(GOAL OF THE EXERCISE) How many rows contain the string "hair"? Case matters; reply with the number alone.

(TASK MATERIAL)
==================================================
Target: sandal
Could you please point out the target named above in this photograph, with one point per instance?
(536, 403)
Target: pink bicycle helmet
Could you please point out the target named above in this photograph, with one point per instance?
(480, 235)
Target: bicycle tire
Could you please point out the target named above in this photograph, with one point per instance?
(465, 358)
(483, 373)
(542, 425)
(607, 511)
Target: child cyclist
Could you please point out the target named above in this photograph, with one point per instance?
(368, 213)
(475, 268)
==================================================
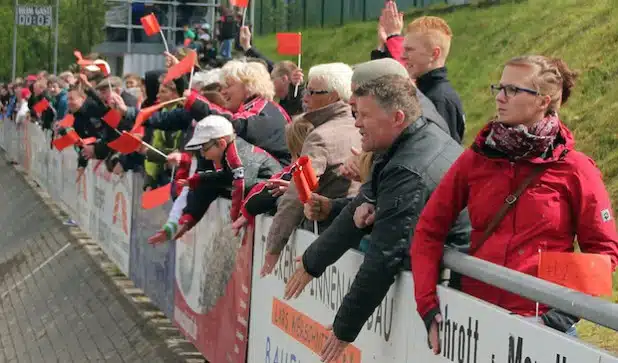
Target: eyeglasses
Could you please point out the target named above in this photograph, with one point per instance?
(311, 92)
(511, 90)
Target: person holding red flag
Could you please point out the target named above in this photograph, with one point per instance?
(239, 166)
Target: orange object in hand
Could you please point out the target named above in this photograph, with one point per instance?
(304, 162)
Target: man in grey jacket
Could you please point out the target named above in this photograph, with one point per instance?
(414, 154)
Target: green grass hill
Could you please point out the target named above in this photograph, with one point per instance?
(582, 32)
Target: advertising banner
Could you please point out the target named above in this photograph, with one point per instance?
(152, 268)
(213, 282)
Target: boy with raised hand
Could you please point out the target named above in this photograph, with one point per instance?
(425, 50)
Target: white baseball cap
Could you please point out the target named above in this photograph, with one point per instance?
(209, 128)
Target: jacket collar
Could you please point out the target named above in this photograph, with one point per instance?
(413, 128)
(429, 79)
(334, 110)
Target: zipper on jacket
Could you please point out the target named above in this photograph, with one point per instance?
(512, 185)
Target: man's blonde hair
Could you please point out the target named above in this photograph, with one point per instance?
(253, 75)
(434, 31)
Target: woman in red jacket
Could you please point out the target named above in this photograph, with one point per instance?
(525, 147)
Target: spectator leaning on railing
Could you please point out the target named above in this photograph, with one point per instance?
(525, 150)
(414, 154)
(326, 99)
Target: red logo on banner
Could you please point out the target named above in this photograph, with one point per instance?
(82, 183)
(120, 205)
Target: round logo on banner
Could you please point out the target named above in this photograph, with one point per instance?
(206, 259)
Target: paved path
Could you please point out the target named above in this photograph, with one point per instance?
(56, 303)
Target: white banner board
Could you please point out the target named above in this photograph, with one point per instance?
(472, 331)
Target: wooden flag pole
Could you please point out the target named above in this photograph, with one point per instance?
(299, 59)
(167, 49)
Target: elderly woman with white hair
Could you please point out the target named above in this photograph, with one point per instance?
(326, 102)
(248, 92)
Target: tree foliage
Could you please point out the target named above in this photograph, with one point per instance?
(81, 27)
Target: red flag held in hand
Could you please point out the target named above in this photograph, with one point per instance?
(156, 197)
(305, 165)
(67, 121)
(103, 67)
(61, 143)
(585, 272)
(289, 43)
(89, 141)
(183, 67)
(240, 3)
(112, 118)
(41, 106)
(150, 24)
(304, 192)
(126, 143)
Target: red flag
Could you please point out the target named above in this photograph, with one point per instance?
==================================================
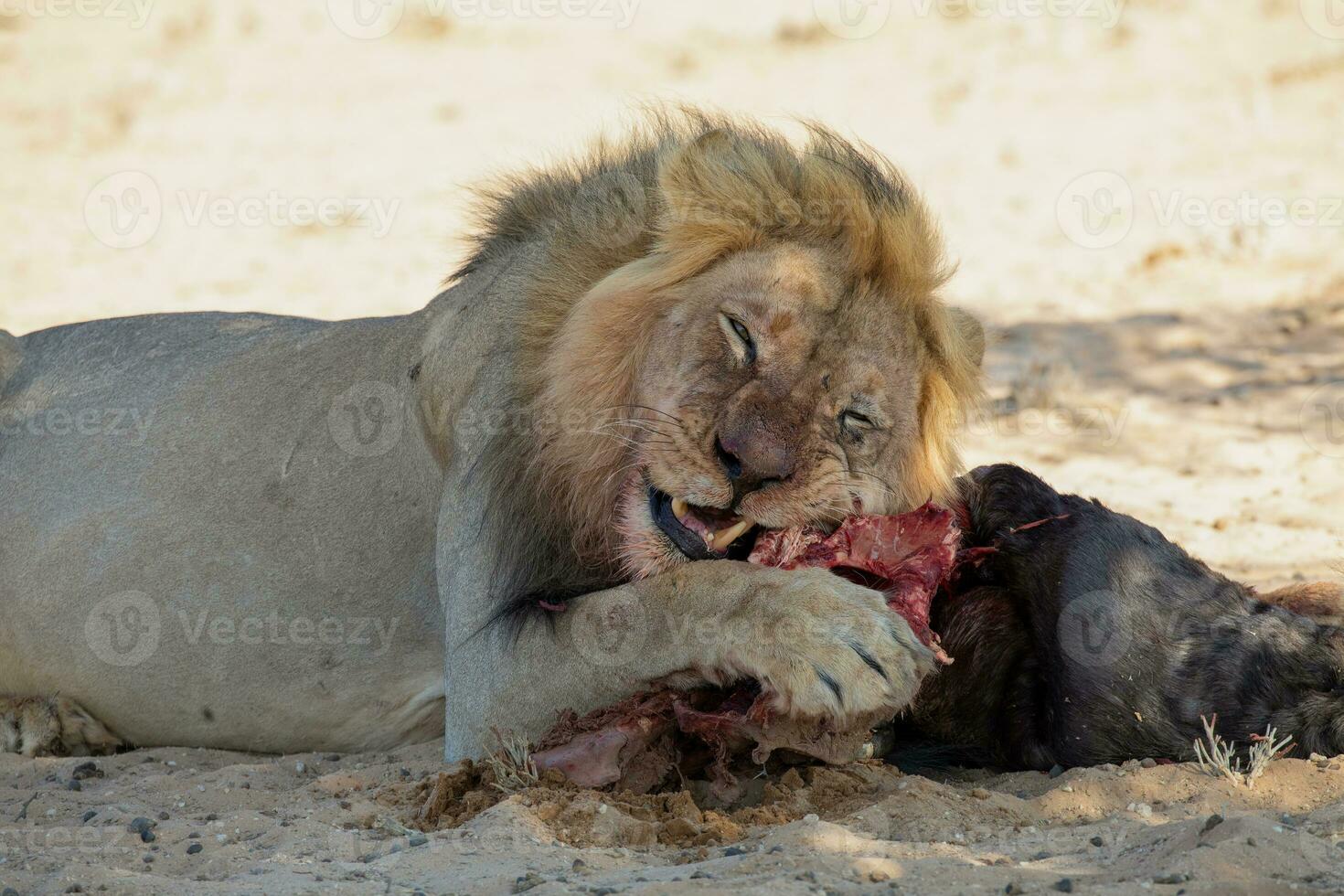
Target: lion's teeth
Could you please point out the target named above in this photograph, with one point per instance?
==================================================
(ANSWER) 2